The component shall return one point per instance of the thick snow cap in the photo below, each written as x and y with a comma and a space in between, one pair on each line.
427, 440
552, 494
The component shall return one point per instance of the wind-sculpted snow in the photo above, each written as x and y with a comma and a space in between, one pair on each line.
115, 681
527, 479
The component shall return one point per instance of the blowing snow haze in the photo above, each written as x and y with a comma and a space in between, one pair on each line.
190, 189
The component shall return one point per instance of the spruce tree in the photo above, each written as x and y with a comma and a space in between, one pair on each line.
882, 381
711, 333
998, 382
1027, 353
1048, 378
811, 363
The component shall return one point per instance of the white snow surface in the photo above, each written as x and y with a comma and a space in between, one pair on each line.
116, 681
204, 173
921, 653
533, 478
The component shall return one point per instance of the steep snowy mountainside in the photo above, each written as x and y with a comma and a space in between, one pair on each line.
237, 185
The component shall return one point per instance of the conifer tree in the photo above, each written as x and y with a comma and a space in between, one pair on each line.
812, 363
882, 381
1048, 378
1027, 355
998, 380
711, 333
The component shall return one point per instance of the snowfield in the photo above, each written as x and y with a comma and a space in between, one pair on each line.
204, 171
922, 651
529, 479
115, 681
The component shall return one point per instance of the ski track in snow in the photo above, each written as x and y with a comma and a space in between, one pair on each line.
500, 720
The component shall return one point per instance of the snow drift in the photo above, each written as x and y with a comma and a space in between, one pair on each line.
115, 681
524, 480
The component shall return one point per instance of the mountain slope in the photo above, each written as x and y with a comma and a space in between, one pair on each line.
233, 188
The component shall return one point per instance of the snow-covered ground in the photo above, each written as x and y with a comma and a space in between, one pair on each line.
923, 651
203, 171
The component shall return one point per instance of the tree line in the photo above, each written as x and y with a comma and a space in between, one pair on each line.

...

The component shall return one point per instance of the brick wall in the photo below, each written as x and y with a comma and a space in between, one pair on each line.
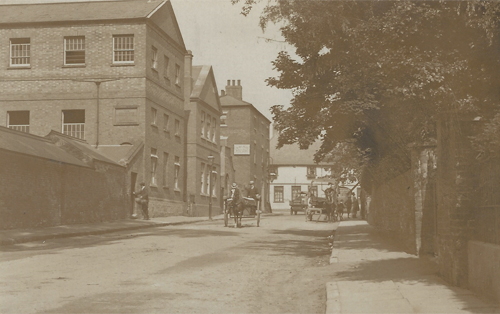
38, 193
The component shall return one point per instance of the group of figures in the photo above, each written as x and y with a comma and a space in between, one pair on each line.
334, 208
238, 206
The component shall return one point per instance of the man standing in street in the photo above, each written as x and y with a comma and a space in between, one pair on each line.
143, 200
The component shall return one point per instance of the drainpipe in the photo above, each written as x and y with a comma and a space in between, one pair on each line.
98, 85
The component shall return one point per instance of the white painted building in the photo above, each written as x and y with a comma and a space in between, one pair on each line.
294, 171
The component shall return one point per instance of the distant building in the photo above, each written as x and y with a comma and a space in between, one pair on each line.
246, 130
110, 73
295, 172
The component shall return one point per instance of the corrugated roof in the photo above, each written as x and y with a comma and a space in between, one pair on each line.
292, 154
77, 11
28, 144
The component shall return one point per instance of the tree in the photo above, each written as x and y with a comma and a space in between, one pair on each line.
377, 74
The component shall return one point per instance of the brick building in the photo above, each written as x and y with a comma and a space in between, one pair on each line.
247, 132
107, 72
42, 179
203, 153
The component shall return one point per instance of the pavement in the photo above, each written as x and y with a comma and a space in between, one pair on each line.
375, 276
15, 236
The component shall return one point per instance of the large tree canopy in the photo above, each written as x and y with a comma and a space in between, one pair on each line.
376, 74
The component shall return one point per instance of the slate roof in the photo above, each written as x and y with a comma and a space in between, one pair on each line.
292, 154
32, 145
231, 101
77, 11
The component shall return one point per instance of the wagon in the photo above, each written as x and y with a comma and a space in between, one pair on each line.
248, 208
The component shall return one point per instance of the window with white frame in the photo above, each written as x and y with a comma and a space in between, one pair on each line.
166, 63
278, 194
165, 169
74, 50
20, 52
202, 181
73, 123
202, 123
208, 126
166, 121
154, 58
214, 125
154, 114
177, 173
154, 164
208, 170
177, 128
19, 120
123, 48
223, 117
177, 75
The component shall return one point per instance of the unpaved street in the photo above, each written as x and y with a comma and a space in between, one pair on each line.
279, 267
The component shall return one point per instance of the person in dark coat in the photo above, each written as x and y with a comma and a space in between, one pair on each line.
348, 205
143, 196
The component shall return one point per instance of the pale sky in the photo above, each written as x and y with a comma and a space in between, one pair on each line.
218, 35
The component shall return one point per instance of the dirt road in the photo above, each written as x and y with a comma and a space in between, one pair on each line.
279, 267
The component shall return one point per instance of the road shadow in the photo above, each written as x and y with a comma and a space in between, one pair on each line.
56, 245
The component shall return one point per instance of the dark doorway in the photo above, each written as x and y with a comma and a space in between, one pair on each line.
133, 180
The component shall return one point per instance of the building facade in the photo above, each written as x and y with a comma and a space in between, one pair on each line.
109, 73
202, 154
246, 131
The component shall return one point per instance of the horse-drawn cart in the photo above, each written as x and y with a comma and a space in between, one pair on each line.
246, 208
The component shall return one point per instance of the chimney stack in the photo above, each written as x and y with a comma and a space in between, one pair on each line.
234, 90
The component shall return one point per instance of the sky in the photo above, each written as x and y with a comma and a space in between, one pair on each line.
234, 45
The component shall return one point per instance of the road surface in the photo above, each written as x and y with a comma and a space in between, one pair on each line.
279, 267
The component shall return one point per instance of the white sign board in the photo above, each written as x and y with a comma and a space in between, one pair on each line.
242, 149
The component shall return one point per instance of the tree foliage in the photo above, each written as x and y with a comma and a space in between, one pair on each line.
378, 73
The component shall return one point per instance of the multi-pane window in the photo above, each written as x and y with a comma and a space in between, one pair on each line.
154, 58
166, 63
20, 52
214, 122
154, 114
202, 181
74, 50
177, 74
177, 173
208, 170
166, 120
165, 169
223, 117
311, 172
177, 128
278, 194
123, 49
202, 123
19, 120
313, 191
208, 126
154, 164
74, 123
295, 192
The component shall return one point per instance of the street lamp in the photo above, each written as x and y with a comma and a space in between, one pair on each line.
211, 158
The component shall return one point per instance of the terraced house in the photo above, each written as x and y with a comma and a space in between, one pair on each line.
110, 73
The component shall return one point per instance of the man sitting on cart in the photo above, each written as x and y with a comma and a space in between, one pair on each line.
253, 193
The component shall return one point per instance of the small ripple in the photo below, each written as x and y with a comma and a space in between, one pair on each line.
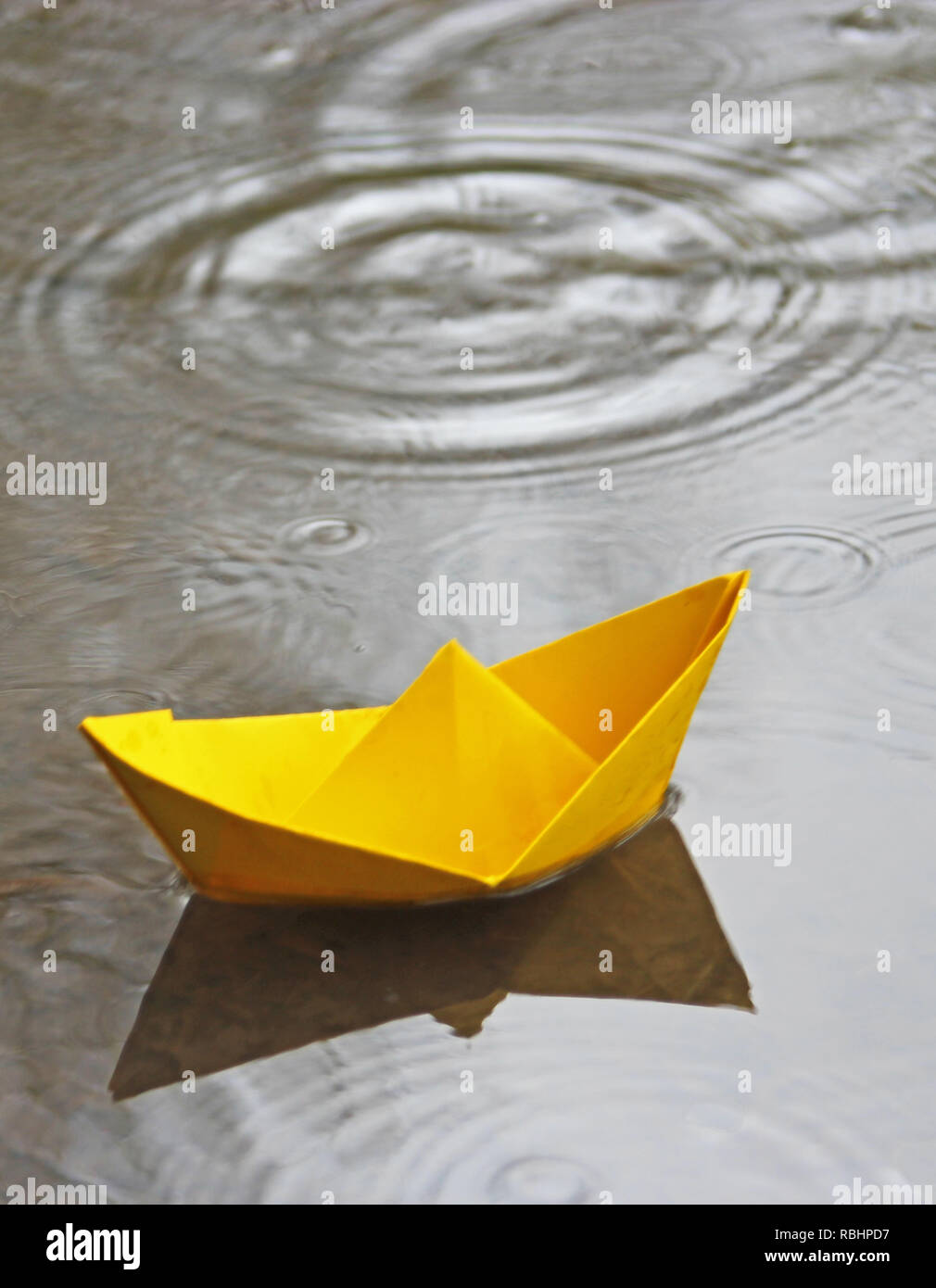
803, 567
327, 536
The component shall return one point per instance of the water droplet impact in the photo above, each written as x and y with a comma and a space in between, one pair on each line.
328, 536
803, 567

▶ Given task: Collect every line from the entries above that contains the word "roof", treating uppercase and lowercase as different.

▶ Result below:
The component shall return one point per instance of the corrugated roof in the photo above, each written as x and y with a comma and a space in between, one pair on each line.
The component shall return one point per instance of the slate roof in the photo above, each written as x and y with a comma and a space in between, one pair on each line.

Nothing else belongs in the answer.